▸ **EXERCISE REQUIREMENTS**
In the passage on 3D printing and indie makers:
(a) Which cloud manufacturing service is named as an example?
(b) What does Anderson cite as early evidence of Mechanical Natives?
(c) What asset held by Fortune 500 companies is called huge in a world of endless choice?

----- DOCUMENT EXCERPT

Chris Anderson recently declared that the 3D printer will democratize production the way the web did media. He sees an alternative to the existing mass-production model emerging; one that leverages existing cloud manufacturing services like Ponoko to initiate a new industrial revolution. As we work through the current business impact of Digital Natives entering adulthood, Anderson speaks about a future generation of Mechanical Natives mass producing their own imagined products on demand– citing his own kids adoption of their home Makerbot as early evidence.

Ubiquitous desktop manufacturing is obviously still a ways out, but Kickstarter is already demonstrating how a community of indie makers is emerging as a legitimate threat to incumbents across industries new and old. Big business would be smart to start taking notes, taking names (for talent purposes) and adopting the values of this group.

Big Brand Futures

In a world of endless choice, the recognizable consumer brands that Fortune 500 companies possess remain a huge asset. Just as great product ideas can inspire breakthrough brand ideas, strong brands can spark remarkable product concepts. The key to harnessing this equity is first understanding the consumer and cultural licenses these brands afford, then quickly and creatively exploring these opportunity spaces. As product and marketing innovation converge, leadership must empower multi-disciplinary teams to experiment within these brand territories with more of the indie make & bake approach.

----------
----- DATA PROVIDED

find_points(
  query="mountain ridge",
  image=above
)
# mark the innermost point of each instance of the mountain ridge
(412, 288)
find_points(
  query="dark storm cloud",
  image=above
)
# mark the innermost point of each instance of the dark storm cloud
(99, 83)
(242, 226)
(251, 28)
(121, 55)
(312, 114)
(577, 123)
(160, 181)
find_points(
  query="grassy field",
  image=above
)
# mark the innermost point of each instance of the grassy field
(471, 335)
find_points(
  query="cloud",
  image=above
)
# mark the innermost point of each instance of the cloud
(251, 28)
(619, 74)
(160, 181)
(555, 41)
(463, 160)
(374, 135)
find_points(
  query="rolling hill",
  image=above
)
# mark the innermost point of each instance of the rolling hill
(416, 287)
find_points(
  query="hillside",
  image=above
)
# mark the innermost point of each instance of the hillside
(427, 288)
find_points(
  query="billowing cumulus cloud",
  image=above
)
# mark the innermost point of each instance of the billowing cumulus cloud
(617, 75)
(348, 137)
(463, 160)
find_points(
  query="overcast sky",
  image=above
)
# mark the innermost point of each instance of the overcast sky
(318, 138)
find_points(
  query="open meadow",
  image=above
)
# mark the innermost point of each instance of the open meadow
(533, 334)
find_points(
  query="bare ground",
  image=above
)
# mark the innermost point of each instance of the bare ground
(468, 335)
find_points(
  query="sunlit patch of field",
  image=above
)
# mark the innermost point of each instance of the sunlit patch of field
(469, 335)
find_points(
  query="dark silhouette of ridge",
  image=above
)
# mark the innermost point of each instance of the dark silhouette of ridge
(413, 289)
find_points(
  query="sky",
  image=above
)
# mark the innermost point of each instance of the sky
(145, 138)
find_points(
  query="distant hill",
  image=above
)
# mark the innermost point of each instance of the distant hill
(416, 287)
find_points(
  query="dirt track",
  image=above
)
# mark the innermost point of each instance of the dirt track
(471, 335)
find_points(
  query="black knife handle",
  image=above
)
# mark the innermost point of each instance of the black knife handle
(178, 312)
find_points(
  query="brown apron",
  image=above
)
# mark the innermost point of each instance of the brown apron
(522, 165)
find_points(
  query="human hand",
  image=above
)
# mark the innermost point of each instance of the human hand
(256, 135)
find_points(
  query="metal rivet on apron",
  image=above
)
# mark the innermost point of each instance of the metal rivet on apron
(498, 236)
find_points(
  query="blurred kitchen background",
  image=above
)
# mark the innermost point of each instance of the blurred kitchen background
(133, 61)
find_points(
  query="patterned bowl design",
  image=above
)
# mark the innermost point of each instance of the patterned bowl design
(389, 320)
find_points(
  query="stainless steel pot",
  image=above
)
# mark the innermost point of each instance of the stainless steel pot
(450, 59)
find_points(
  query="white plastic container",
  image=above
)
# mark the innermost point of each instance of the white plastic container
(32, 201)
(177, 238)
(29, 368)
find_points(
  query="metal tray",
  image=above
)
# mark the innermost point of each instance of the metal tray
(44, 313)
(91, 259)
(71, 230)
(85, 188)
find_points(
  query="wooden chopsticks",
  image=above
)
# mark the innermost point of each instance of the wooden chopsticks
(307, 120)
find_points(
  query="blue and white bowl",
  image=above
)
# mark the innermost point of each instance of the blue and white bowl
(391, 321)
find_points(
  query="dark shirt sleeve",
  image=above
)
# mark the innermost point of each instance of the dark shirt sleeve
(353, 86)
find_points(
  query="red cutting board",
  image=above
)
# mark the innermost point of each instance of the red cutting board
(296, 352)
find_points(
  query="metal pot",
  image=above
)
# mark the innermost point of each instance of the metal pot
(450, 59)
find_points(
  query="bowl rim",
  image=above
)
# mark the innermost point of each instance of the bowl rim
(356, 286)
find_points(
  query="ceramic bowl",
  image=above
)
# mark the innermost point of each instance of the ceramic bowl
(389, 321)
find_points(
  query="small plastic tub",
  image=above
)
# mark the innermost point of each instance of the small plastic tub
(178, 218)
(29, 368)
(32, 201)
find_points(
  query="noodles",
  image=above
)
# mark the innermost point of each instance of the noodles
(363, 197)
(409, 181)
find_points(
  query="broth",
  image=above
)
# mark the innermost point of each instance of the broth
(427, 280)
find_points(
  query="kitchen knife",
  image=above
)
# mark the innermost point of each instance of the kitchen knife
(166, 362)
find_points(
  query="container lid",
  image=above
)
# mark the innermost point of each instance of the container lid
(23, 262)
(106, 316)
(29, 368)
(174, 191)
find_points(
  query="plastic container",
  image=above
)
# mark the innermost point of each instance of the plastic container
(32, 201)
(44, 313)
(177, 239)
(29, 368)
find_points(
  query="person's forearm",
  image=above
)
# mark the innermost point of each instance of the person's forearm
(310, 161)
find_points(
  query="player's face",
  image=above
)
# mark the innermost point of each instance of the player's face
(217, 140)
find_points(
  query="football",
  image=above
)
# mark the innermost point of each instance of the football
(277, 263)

----------

▸ **EXERCISE OUTPUT**
(a) Ponoko.
(b) His own kids' adoption of their home Makerbot.
(c) Their recognizable consumer brands.